- _What this task involves_
Retype the lines below word for word, from the line containing "Target: green tree" through the line containing "Target: black and white photograph", and leave the pictures out of your answer.

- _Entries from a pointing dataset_
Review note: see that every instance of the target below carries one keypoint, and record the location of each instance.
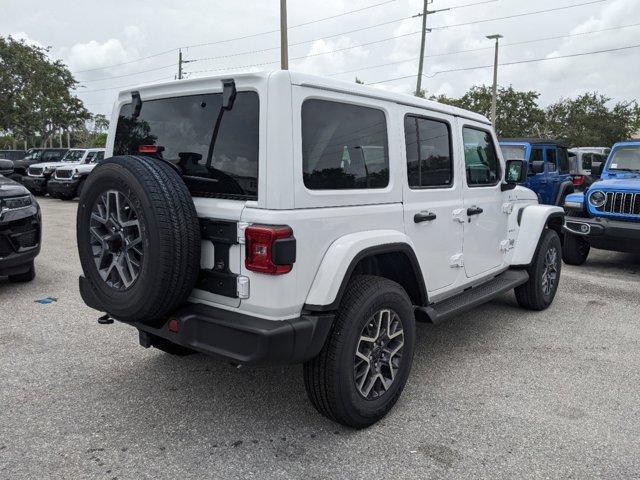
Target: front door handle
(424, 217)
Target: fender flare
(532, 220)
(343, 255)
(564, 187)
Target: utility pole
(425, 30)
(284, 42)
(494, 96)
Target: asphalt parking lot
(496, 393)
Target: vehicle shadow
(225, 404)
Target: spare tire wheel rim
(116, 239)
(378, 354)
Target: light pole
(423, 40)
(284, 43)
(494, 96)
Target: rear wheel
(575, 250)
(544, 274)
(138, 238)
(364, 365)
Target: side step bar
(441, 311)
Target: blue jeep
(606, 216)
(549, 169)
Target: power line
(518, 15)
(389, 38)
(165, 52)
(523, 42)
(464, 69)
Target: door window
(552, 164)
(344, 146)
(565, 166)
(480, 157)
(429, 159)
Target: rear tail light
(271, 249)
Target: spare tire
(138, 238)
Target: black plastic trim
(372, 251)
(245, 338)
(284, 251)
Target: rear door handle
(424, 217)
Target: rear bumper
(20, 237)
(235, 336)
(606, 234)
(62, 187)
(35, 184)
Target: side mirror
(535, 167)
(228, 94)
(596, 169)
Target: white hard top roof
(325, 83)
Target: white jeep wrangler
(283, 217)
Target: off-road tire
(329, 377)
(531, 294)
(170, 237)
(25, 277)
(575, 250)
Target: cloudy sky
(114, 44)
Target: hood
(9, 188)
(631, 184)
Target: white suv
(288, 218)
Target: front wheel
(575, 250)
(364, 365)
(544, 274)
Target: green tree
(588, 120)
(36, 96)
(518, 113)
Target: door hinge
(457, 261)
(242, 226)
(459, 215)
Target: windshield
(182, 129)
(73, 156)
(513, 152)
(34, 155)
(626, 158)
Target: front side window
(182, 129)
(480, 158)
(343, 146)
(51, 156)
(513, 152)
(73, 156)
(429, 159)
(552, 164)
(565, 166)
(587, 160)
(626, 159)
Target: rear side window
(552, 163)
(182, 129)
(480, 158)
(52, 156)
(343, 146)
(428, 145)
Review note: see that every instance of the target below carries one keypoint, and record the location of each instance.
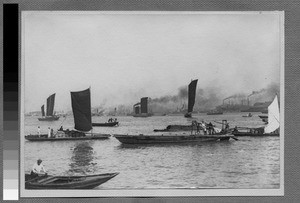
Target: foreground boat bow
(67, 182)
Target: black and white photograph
* * *
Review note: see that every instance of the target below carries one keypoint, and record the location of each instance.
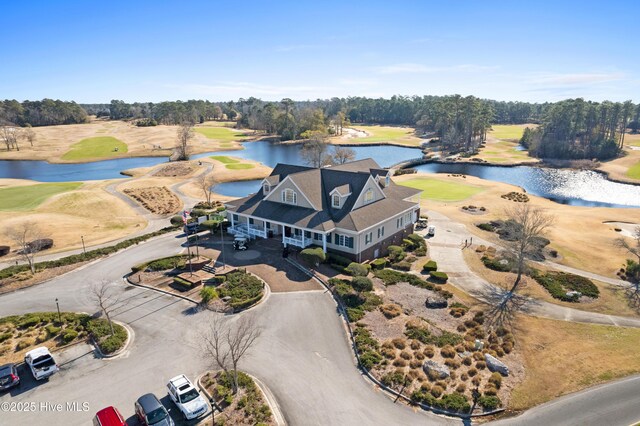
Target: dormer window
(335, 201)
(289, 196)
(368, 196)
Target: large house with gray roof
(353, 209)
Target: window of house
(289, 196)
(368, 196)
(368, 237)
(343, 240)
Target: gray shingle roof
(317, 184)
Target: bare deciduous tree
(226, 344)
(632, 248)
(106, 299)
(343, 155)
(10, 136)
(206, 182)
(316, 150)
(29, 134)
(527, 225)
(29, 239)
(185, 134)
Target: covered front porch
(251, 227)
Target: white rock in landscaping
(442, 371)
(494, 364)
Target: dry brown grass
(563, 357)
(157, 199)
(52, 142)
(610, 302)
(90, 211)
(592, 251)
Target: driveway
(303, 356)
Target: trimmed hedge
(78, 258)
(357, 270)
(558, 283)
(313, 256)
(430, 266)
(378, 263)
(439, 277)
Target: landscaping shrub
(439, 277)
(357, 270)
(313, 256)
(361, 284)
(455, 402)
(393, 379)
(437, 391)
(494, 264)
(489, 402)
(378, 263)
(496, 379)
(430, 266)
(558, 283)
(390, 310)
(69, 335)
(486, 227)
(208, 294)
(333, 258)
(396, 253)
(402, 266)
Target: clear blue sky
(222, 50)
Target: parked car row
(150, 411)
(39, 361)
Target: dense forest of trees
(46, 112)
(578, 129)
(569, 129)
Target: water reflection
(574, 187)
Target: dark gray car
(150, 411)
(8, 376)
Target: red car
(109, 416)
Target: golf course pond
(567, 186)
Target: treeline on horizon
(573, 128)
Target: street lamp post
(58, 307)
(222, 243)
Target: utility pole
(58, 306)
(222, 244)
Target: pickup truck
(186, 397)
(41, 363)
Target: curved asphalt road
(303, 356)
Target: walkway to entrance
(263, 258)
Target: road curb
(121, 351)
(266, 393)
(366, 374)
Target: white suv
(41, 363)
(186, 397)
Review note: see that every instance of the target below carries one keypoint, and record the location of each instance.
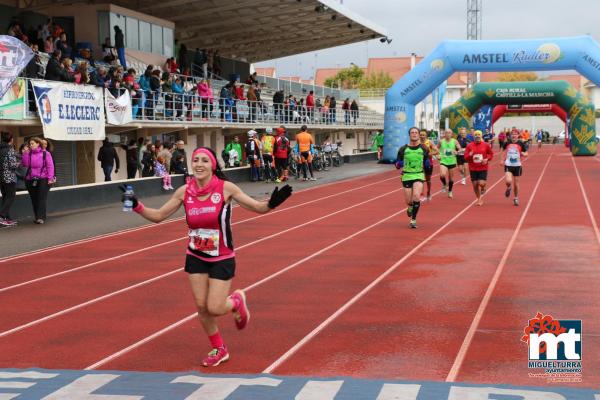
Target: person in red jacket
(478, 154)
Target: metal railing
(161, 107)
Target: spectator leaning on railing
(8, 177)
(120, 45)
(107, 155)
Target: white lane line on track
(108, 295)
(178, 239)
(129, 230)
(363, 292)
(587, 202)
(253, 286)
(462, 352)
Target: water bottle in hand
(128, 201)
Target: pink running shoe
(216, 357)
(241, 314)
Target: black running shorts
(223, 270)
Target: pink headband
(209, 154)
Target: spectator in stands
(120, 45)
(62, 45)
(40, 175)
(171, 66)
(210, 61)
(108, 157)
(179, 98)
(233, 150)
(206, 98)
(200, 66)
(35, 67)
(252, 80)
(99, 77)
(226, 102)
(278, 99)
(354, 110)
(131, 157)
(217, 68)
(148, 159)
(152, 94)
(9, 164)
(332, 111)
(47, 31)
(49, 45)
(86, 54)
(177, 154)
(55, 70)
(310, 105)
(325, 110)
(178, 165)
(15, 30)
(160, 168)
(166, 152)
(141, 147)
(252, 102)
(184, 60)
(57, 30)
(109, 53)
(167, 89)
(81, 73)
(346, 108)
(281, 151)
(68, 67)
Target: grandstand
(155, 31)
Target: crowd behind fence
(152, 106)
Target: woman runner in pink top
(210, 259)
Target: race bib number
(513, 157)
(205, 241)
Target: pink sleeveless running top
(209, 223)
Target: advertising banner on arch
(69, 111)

- _Correct answer_
Target: green tree
(588, 120)
(36, 96)
(518, 113)
Target: door hinge
(457, 261)
(242, 226)
(459, 215)
Target: windshield
(182, 129)
(73, 156)
(513, 152)
(34, 155)
(626, 158)
Target: front side window
(182, 129)
(480, 158)
(343, 146)
(51, 156)
(513, 152)
(73, 156)
(429, 159)
(552, 164)
(565, 166)
(587, 160)
(626, 159)
Target: rear side window
(552, 163)
(182, 129)
(480, 158)
(52, 156)
(343, 146)
(428, 145)
Review note: see that every instance of the target below carries one keypoint, and record the location of each instance.
Target: foreground boat bow
(67, 182)
Target: black and white photograph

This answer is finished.